**Goal of the exercise:**
Transcribe every line of the entries exactly.

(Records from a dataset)
BEGIN
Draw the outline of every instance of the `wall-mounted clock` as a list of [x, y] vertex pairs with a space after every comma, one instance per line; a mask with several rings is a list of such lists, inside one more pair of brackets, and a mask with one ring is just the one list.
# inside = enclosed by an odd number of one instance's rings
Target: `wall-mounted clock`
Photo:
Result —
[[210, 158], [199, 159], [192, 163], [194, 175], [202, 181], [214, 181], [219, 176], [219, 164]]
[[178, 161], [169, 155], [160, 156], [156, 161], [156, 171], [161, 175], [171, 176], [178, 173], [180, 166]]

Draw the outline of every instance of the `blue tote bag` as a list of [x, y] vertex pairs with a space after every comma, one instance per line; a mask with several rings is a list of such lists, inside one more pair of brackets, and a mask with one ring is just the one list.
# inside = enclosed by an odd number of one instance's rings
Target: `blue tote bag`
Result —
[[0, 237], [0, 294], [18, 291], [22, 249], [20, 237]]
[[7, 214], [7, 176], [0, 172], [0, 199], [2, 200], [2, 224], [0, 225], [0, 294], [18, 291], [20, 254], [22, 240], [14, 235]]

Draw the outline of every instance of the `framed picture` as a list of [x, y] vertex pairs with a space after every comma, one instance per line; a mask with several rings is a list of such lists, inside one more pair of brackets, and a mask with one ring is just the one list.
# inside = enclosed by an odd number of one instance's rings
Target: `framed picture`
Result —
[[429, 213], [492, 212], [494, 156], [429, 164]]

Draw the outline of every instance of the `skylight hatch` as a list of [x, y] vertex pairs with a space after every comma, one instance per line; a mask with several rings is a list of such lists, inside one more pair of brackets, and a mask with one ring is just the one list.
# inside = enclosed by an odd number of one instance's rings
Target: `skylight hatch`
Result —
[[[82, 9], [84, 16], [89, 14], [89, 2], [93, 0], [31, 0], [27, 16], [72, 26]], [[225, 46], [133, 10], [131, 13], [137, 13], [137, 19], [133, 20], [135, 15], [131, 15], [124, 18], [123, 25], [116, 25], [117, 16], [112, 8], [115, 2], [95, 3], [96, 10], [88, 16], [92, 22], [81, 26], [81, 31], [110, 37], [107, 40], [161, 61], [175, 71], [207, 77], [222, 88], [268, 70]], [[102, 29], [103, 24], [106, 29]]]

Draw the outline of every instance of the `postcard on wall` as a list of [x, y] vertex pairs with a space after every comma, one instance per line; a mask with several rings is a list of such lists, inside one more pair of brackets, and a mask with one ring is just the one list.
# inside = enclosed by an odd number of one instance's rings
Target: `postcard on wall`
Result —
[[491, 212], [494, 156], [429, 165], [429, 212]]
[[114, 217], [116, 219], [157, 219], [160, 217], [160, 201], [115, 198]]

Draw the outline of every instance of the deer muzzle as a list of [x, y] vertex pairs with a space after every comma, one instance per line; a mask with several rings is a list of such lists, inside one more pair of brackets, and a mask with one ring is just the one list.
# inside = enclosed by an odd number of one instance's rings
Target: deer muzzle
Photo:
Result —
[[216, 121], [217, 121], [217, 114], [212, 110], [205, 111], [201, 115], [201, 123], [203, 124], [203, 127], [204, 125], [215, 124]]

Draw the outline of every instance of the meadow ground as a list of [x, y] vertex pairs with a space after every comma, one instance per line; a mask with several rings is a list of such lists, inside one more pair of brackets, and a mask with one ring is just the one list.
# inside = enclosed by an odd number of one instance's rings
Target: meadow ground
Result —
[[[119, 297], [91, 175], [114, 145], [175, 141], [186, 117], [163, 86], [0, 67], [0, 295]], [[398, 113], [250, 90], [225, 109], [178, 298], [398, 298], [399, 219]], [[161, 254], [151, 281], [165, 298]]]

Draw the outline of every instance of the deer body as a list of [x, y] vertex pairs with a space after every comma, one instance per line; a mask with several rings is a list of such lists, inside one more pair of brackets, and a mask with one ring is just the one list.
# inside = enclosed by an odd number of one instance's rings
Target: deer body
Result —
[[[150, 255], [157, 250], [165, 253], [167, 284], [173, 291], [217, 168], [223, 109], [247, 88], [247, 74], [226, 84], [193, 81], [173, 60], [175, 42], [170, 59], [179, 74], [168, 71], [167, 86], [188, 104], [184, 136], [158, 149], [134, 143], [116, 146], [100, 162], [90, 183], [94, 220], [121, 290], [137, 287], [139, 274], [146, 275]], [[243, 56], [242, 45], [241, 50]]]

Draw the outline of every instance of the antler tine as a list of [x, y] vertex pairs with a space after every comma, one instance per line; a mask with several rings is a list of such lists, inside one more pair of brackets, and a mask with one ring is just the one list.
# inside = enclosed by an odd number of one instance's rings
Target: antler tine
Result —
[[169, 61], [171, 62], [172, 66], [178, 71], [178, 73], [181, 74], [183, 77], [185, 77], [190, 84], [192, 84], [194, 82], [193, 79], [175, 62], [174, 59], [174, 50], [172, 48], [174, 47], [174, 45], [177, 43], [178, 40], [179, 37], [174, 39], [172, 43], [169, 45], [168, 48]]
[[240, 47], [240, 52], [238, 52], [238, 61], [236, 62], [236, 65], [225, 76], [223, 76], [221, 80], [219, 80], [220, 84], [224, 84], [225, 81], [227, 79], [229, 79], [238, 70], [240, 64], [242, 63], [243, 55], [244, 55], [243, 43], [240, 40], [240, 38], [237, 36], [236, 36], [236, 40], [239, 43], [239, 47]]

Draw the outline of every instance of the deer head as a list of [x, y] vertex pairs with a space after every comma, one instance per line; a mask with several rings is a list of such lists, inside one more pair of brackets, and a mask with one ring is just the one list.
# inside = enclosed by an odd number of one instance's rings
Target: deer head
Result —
END
**Answer to this exercise:**
Draw the outline of every instance of the `wall-mounted clock` as a list of [x, y] vertex pairs with a space after every comma, one instance per line; a mask with several rings is a list of such lists, inside one more pair of brackets, and a mask with one ring is just the one list.
# inside = enclosed by an odd number of one instance's rings
Target: `wall-mounted clock`
Photo:
Result —
[[210, 158], [199, 159], [192, 163], [194, 175], [202, 181], [214, 181], [219, 176], [219, 164]]
[[178, 161], [169, 155], [160, 156], [156, 161], [156, 171], [161, 175], [171, 176], [178, 173], [180, 166]]

Draw the outline of every instance of the `blue tote bag` as a list of [x, y] vertex pairs with a space after every comma, one instance per line; a mask with several rings is a list of such lists, inside one more pair of brackets, and a mask with one ring is just the one list.
# inside = enclosed by an odd number of one instance's rings
Target: `blue tote bag`
Result —
[[0, 237], [0, 294], [18, 291], [22, 249], [20, 237]]
[[7, 214], [7, 176], [0, 172], [0, 199], [2, 200], [2, 224], [0, 225], [0, 294], [18, 291], [20, 254], [22, 240], [14, 235]]

Draw the outline of every instance of the `framed picture` as a list of [x, y] vertex pairs with a space after every comma, one instance per line; a mask with several rings is a list of such lists, inside one more pair of brackets, and a mask with one ring is just the one list.
# inside = enclosed by an odd number of one instance's rings
Target: `framed picture`
Result —
[[429, 213], [492, 212], [494, 156], [429, 164]]

Draw the outline of every instance of the `skylight hatch` as a list of [x, y] vertex pairs with a space after every comma, one instance per line; a mask with several rings is a list of such lists, inside one more pair of brackets, and a mask with one ring is just the one list.
# inside = enclosed by an odd number of one instance's rings
Target: `skylight hatch`
Result —
[[[82, 9], [84, 16], [89, 14], [89, 2], [93, 0], [31, 0], [27, 16], [72, 26]], [[225, 46], [133, 10], [131, 13], [137, 13], [137, 19], [133, 20], [135, 15], [131, 15], [124, 18], [123, 25], [116, 25], [117, 16], [112, 8], [115, 2], [95, 3], [96, 10], [88, 16], [92, 22], [81, 26], [81, 31], [110, 37], [107, 40], [161, 61], [175, 71], [207, 77], [222, 88], [268, 70]], [[102, 29], [103, 24], [106, 29]]]

Draw the outline of every instance of the `postcard on wall` as a list of [x, y] vertex pairs with a space after every comma, one instance per line; a mask with several rings is a list of such lists, inside one more pair of brackets, and a mask with one ring is just the one list.
# inside = enclosed by an odd number of one instance's rings
Target: `postcard on wall`
Result —
[[491, 212], [494, 156], [429, 165], [429, 212]]
[[114, 217], [116, 219], [157, 219], [160, 217], [160, 201], [115, 198]]

Draw the outline of every instance of the deer muzzle as a list of [x, y] vertex pairs with a space after every comma, one instance per line; a mask with several rings is a list of such lists, inside one more pair of brackets, and a mask with one ring is just the one list.
# inside = enclosed by an odd number of one instance's rings
Target: deer muzzle
Photo:
Result —
[[216, 121], [217, 121], [217, 114], [212, 110], [205, 111], [201, 115], [201, 123], [203, 124], [203, 127], [204, 125], [215, 124]]

Draw the outline of every instance of the meadow ground as a list of [x, y] vertex pairs with a space after every comma, one instance per line; a mask with several rings is a list of such lists, inside one more pair of brackets, and a mask with one ring is just the one list.
# inside = enclosed by an odd number of one instance's rings
Target: meadow ground
Result —
[[[119, 297], [91, 175], [114, 145], [175, 141], [186, 117], [163, 86], [0, 67], [0, 295]], [[398, 113], [250, 90], [225, 109], [178, 298], [398, 298], [399, 219]], [[161, 254], [151, 281], [165, 298]]]

Draw the outline of every instance of the deer body as a list of [x, y] vertex pairs with a space after every comma, one instance per line; a mask with several rings is a list of such lists, inside one more pair of brackets, and a mask with one ring is just the one list.
# inside = enclosed by an odd number of one instance's rings
Target: deer body
Result —
[[[150, 255], [157, 250], [165, 253], [167, 284], [173, 291], [217, 168], [223, 109], [247, 88], [247, 74], [226, 84], [193, 81], [173, 60], [175, 42], [170, 59], [179, 74], [168, 71], [167, 86], [188, 104], [184, 136], [158, 149], [134, 143], [116, 146], [100, 162], [90, 183], [94, 220], [121, 290], [137, 287], [139, 274], [146, 275]], [[243, 56], [242, 45], [241, 50]]]

Draw the outline of every instance of the antler tine as a list of [x, y] vertex pairs with a space after every comma, one instance per line; a mask with several rings is a list of such lists, inside one more pair of brackets, and a mask with one ring is just the one list.
# inside = enclosed by an odd number of one instance's rings
Target: antler tine
Result —
[[169, 61], [171, 62], [172, 66], [178, 71], [178, 73], [181, 74], [183, 77], [185, 77], [190, 84], [192, 84], [194, 82], [193, 79], [175, 62], [174, 59], [174, 50], [172, 48], [174, 47], [174, 45], [177, 43], [178, 40], [179, 37], [174, 39], [172, 43], [169, 45], [168, 48]]
[[240, 47], [240, 52], [238, 52], [238, 61], [236, 62], [236, 65], [225, 76], [223, 76], [221, 80], [219, 80], [220, 84], [224, 84], [225, 81], [227, 79], [229, 79], [238, 70], [240, 64], [242, 63], [243, 55], [244, 55], [243, 43], [240, 40], [240, 38], [237, 36], [236, 36], [236, 40], [239, 43], [239, 47]]

Draw the outline of every instance of the deer head as a list of [x, y] vertex pairs with a space after every comma, one instance per line; a mask with several rings is a list of such lists, inside one more pair of brackets, and a mask with one ring is just the one list.
# inside = enclosed by an odd number of one instance's rings
Target: deer head
Result —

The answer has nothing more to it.